Votre objectif:
D'après l'intervention de Jean-Louis Touraine, par quels organismes les centres privés sont-ils déjà soumis à un double contrôle ?

Intervention de Jean-Louis Touraine

Réunion du mardi 3 septembre 2019 à 17h10
Commission spéciale chargée d'examiner le projet de loi relatif à la bioéthique

Photo issue du site de l'Assemblée nationale ou de WikipediaJean-Louis Touraine, rapporteur :

Je pense comme vous qu'il est souhaitable que les activités d'AMP ne soient pas restreintes aux seuls centres publics. Nous verrons ce qu'il adviendra, mais il n'y a guère de raison pour que le secteur privé soit banni de l'autoconservation ovocytaire ou des pratiques d'AMP. Au contraire, son implication fait sens, par nécessité pratique afin de contribuer à une activité qui ira en s'accroissant, mais aussi pour l'incitation aux dons, ces centres étant bien répartis sur le territoire national. Enfin, nous savons bien que l'encadrement est tout aussi important dans le privé que dans le public. Il n'y a aucune raison d'être ségrégatif. J'ajoute que les dépassements d'honoraires existent aussi dans le secteur public. Nous pouvons très bien affirmer que les activités liées à l'AMP sont une mission de service public qui doit respecter certains principes et nous pouvons effectuer les contrôles nécessaires. Que je sache d'ailleurs, les centres privés sont déjà soumis à un double contrôle, via l'ABM et les ARS. Ce sont des organismes suffisamment dignes de confiance.

Le pouvoir réglementaire pourrait cependant définir un encadrement spécifique de ces pratiques car je ne suis pas sûr que la loi doive définir ceci. Vous avez peut-être des idées en ce sens.

(Entrées du jeu de données)

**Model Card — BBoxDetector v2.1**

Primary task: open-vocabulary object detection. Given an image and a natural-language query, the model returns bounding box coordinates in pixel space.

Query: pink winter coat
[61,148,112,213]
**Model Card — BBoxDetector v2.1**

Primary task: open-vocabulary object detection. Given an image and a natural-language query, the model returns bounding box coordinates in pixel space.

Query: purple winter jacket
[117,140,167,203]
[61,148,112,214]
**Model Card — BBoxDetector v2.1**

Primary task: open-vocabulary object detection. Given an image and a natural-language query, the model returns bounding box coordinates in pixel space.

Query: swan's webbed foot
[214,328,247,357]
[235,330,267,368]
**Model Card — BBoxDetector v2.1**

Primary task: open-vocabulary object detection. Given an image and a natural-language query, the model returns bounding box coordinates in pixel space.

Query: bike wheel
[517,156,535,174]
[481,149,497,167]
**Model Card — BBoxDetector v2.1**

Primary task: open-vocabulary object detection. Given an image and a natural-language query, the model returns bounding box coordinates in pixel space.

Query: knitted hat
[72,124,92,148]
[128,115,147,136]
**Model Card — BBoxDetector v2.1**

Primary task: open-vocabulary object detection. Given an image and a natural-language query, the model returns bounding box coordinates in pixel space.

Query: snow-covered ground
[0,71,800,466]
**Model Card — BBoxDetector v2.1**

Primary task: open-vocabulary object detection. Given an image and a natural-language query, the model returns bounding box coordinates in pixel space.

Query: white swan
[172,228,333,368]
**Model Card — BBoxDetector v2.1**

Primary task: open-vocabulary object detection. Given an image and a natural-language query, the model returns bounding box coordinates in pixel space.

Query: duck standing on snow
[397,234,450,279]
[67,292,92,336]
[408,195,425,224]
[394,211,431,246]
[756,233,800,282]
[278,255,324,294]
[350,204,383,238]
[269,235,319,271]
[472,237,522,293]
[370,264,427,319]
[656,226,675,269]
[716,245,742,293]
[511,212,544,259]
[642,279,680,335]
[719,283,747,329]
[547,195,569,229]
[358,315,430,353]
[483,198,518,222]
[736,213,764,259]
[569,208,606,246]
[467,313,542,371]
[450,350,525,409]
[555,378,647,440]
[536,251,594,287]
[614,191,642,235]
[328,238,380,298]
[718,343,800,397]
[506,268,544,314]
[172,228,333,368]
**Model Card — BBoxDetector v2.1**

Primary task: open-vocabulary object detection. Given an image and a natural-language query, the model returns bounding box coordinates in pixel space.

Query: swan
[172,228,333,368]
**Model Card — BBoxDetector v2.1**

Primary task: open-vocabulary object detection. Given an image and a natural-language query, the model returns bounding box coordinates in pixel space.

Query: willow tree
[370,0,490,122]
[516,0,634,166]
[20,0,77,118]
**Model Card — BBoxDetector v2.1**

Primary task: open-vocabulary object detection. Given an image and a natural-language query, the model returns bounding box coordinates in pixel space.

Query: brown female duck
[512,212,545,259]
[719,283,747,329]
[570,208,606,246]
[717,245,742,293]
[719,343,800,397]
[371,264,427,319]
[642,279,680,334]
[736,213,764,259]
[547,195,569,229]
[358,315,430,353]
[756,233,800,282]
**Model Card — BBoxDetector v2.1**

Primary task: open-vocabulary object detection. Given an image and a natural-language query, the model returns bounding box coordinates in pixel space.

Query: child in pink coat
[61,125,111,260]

Réponse à l'exercice:
Par l'ABM et les ARS.